Given exercise:
Rewrite only the part of the items that opens with the line containing "Please tag the woman's arm" and closes with the line containing "column 83, row 164", changing every "thickest part" to "widest part" and leaving everything else unchanged.
○ ○ ○ ○ ○ ○ ○
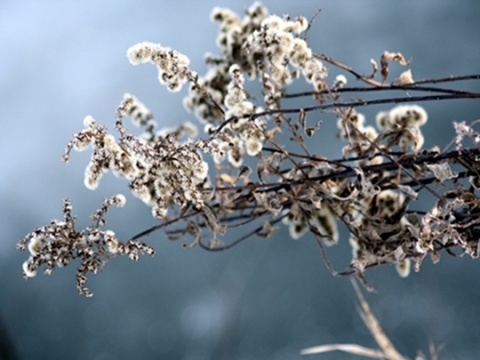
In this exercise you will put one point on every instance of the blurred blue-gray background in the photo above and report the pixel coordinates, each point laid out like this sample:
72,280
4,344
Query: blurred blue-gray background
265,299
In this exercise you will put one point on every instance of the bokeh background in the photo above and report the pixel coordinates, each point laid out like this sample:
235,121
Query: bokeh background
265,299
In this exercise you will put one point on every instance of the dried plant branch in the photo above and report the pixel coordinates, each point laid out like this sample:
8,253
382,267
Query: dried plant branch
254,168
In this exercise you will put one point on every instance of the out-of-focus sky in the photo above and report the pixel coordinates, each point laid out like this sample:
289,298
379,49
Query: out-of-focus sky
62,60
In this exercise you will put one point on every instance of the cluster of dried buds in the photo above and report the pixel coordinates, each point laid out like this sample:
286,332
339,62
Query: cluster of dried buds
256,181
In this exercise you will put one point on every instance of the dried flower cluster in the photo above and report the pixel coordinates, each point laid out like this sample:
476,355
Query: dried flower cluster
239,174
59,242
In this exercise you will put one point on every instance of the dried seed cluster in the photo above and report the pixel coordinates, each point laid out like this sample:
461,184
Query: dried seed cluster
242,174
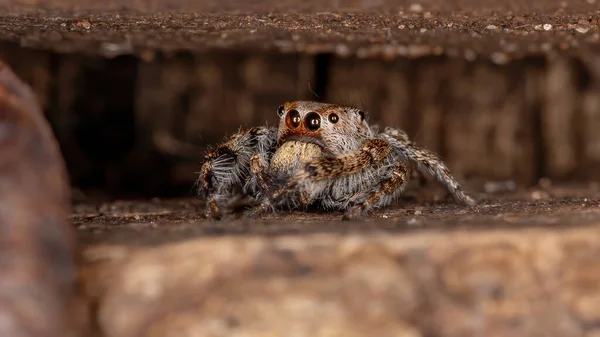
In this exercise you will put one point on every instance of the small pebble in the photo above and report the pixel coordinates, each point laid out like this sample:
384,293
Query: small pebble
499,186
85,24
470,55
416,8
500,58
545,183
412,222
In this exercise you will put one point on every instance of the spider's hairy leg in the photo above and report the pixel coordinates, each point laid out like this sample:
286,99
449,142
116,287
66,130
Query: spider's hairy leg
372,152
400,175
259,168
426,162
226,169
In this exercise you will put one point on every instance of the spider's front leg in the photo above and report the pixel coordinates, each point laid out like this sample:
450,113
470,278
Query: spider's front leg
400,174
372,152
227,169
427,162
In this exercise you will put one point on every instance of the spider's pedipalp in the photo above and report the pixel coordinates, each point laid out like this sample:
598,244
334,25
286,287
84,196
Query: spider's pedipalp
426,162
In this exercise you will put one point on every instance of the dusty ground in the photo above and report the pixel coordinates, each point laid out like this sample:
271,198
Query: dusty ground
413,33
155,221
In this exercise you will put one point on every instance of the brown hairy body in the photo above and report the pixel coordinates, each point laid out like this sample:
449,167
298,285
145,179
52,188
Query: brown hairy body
○ ○ ○ ○ ○ ○ ○
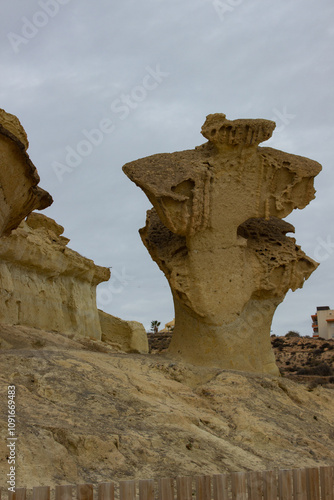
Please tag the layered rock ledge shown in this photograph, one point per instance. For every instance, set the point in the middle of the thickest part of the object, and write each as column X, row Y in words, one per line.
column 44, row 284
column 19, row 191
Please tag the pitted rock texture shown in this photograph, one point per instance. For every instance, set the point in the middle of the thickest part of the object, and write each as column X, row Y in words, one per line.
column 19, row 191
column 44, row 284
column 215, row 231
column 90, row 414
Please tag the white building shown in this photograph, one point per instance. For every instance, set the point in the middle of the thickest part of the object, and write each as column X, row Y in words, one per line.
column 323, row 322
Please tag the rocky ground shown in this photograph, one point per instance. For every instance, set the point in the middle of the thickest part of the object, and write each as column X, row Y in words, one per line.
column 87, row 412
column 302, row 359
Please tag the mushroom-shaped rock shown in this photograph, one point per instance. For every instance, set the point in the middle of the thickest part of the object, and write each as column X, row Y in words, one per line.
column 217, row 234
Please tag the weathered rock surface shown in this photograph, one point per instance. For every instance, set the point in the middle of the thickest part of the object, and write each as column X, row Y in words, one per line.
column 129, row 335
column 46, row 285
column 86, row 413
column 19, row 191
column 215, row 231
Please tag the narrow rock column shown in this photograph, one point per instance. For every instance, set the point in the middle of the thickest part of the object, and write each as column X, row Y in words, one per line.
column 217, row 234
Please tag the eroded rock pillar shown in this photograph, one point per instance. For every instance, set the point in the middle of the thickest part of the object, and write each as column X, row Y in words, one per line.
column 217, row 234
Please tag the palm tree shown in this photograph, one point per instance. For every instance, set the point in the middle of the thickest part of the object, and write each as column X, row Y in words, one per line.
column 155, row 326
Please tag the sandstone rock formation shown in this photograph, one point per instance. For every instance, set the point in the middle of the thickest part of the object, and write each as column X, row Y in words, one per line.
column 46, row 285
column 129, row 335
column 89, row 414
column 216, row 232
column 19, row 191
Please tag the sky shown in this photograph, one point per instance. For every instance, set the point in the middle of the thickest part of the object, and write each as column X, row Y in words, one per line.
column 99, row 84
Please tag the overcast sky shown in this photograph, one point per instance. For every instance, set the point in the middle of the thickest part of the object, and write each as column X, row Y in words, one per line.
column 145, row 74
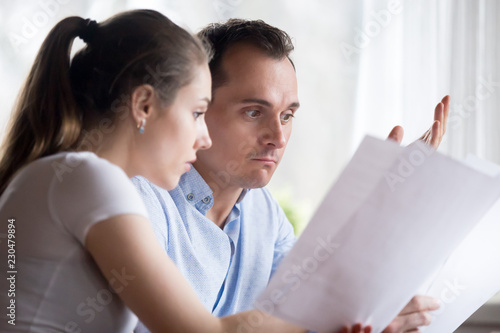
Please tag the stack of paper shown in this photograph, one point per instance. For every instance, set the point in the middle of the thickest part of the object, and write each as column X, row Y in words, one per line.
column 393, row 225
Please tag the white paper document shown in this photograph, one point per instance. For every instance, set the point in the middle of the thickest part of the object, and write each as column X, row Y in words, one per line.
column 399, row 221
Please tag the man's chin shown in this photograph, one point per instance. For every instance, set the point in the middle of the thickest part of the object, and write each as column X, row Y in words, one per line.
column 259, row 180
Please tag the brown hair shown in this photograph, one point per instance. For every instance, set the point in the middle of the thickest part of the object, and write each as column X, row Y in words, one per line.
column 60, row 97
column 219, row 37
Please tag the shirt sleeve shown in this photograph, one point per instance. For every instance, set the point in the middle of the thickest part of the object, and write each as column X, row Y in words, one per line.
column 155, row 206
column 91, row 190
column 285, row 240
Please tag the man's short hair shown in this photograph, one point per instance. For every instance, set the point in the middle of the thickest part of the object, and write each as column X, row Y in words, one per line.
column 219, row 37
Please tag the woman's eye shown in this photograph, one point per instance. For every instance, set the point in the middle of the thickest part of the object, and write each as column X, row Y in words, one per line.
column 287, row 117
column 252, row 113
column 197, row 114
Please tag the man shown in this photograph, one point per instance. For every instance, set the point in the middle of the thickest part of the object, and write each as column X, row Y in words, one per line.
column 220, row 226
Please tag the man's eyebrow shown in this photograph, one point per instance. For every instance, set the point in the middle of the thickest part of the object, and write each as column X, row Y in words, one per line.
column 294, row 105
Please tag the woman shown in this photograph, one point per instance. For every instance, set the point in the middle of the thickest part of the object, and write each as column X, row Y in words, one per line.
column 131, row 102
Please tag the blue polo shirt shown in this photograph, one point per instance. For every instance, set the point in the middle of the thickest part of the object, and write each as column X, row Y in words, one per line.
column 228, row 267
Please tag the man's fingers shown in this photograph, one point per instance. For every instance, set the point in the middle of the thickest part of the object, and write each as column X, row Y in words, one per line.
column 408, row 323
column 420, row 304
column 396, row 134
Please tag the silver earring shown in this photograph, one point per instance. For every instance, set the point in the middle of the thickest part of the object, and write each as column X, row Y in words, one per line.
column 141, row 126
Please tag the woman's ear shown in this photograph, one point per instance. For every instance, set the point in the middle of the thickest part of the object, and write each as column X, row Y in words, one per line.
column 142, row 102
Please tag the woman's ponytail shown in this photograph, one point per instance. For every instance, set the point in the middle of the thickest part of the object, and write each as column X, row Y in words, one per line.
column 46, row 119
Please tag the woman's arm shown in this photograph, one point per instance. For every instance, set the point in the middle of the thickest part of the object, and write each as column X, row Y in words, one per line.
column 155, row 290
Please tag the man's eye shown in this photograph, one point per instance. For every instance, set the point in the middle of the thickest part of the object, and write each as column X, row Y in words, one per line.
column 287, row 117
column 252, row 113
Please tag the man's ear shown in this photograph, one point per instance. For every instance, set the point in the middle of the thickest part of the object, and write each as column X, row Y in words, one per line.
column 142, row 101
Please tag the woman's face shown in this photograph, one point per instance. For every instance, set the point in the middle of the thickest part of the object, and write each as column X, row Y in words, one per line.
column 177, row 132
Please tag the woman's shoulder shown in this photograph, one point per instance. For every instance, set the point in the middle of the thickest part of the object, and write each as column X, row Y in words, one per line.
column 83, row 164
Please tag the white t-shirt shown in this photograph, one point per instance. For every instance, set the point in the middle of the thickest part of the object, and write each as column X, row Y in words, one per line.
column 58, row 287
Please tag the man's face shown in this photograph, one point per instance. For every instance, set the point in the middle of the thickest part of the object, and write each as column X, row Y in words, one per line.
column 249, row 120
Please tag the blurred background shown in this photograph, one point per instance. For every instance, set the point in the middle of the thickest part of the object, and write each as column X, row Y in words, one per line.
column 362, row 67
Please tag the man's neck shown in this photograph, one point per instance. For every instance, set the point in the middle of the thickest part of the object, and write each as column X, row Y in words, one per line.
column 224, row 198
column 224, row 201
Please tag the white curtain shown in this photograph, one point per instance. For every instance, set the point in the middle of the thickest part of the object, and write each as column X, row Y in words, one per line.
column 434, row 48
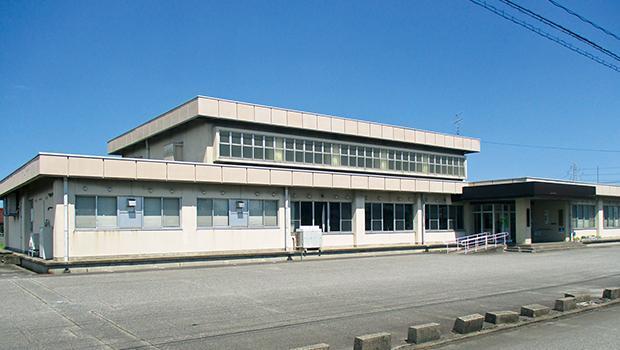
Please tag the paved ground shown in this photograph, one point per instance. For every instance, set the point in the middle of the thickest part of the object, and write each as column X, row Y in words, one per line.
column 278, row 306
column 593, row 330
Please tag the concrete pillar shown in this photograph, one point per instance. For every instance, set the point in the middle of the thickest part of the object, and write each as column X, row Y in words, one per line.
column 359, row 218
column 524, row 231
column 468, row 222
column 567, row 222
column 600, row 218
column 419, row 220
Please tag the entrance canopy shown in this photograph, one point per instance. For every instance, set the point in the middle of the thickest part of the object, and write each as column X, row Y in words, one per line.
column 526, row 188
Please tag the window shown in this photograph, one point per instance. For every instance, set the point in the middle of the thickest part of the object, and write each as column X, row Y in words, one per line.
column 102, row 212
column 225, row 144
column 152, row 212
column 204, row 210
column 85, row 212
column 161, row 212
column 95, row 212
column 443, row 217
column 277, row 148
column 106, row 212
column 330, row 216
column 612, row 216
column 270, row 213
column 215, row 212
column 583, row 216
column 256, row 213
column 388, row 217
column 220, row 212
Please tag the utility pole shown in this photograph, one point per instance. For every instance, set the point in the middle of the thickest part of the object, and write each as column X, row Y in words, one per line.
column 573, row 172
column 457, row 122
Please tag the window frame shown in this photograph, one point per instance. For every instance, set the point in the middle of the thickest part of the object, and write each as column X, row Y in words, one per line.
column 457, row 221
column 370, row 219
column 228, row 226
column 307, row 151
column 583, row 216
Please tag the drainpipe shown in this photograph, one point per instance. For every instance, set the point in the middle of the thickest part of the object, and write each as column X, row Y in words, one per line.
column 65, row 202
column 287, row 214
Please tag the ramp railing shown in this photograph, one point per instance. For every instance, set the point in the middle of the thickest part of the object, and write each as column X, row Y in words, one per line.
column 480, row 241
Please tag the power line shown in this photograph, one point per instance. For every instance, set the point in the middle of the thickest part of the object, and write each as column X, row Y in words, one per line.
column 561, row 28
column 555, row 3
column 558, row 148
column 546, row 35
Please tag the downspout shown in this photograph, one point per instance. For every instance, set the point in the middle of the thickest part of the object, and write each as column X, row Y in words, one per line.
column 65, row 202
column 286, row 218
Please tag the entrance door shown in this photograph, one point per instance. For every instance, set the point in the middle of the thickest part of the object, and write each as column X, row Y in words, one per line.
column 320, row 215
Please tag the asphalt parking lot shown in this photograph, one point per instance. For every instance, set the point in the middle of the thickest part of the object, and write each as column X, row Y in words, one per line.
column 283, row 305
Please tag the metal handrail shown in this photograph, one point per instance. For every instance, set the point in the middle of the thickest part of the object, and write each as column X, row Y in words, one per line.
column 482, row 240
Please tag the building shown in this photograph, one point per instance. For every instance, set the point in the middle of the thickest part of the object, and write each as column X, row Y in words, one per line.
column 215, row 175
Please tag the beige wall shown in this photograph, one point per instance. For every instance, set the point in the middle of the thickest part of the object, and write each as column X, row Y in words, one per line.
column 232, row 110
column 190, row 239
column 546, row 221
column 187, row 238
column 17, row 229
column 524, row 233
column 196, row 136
○ ○ ○ ○ ○ ○ ○
Response:
Please tag the woman's arm shown in this photograph, one point per instance. For every instance, set the point in the middle of the widest part of the object, and write each as column X, row Y in words, one per line.
column 155, row 290
Please tag the man's eye shown in this photograph, one point per instance. For every instance, set the point in the middle of the widest part of the object, and write each as column X, row Y in words, one per line.
column 287, row 117
column 252, row 113
Please tag the man's ear shown in this photograph, one point per instance. For every instance, set the point in the middle of the widest part of the object, and write each as column X, row Y in words, one per line.
column 142, row 101
Please tag the woman's face shown in this photograph, one point per instance. For every instance, set the point in the middle of the widest part of the object, and write each as column X, row Y in words, one per line.
column 177, row 132
Please tag the woman's shoulder shown in this photograph, one point per instance. For every instance, set the point in the middle of the widest part of the object, and write each as column X, row Y in words, one per line.
column 83, row 164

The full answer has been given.